List of tasks:
#1 In the costs ruling, what did the defendant make in response to the offers put to him?
#2 Does each statement below agree with the costs ruling? Answer yes or no for each and quote the deciding words. (a) At trial, the parties disputed whether the clauses in the employment agreement amounted to a restraint of trade. (b) The court's power to order costs against a non-party is rarely exercised. (c) Only the plaintiff had to prepare in a hurry for the expedited trial.

Supplied text:
+--

10 I am not satisfied this is a case where indemnity costs should be awarded. At trial, it was not in issue between the parties that the clauses in question in the employment agreement amounted to a restraint of trade. As a matter of public policy, such restraints are said to be prima facie invalid. It must be remembered here that what the plaintiff was seeking to do was to restrain the defendant from taking up employment which provided his livelihood. Consenting to such a restraint is not a matter to be undertaken lightly. While I would accept that the decision of the acting master was some guide as to the eventual outcome of the trial, what the acting master was called upon to do was to decide whether there was a serious question to be tried. Such a decision can only in the most unusual of circumstances anticipate the final outcome of the trial. Such a decision cannot be seen as equivalent to subjecting a case to the case management technique of early neutral evaluation. The fact that the acting master found an interlocutory injunction should run is significant and it must be taken into account in determining the plaintiff's application. In my view, it is not so persuasive as to ensure that indemnity costs necessarily follow.

11 Nor do I see there being any reason why the fact of an expedited trial should in some way impact upon the basis upon which costs are awarded. The fact is that both parties had to prepare in a hurry. There is nothing to suggest that the defendant did not give the offers put to him serious consideration. In fact, he made a number of counter-offers. The fact that the parties were not able to find common ground is unfortunate. But it shows that negotiations were taking place. It also demonstrates that the defendant did not act so unreasonably as to be visited with an order for indemnity costs.

12 The second issue between the parties was whether APB should be jointly and severally liable for the plaintiff's costs of the proceedings. All parties accepted that the court could make an order for costs against a non-party: see s 37 of the Supreme Court Act 1935 (WA) and O 66 r 1(1). It was also accepted by all parties that the court's power to make an order for costs against a non-party is one which is rarely exercised: see HPM Pty Ltd v Fear [2002] WASCA 249 (S) [4].

+--

Extracted data:

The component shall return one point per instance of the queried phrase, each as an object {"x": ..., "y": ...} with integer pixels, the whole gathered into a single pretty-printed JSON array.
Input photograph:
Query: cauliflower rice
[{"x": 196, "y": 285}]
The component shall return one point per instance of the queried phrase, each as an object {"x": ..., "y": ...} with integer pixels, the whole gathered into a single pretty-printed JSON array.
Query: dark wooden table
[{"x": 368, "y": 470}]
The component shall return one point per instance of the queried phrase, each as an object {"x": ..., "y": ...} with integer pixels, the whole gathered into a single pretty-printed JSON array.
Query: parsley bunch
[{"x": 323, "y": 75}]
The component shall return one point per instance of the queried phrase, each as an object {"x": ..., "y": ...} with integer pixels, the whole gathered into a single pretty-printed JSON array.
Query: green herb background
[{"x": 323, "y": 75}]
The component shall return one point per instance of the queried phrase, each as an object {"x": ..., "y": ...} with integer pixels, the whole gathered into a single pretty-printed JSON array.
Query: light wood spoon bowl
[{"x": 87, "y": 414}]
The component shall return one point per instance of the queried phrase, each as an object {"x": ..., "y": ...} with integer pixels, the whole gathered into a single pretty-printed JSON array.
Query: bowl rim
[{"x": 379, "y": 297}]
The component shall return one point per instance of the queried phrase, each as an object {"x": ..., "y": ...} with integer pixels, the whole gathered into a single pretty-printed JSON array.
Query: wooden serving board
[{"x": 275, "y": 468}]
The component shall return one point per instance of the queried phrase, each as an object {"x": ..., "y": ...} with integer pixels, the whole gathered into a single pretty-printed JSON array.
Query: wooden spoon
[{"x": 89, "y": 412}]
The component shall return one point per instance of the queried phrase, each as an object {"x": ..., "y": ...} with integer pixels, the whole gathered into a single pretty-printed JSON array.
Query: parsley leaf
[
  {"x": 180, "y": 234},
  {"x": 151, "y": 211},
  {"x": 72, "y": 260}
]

+--

Exercise results:
#1 A number of counter-offers.

#2
(a) No: "it was not in issue between the parties that the clauses in question in the employment agreement amounted to a restraint of trade."
(b) Yes: "the court's power to make an order for costs against a non-party is one which is rarely exercised"
(c) No: "both parties had to prepare in a hurry."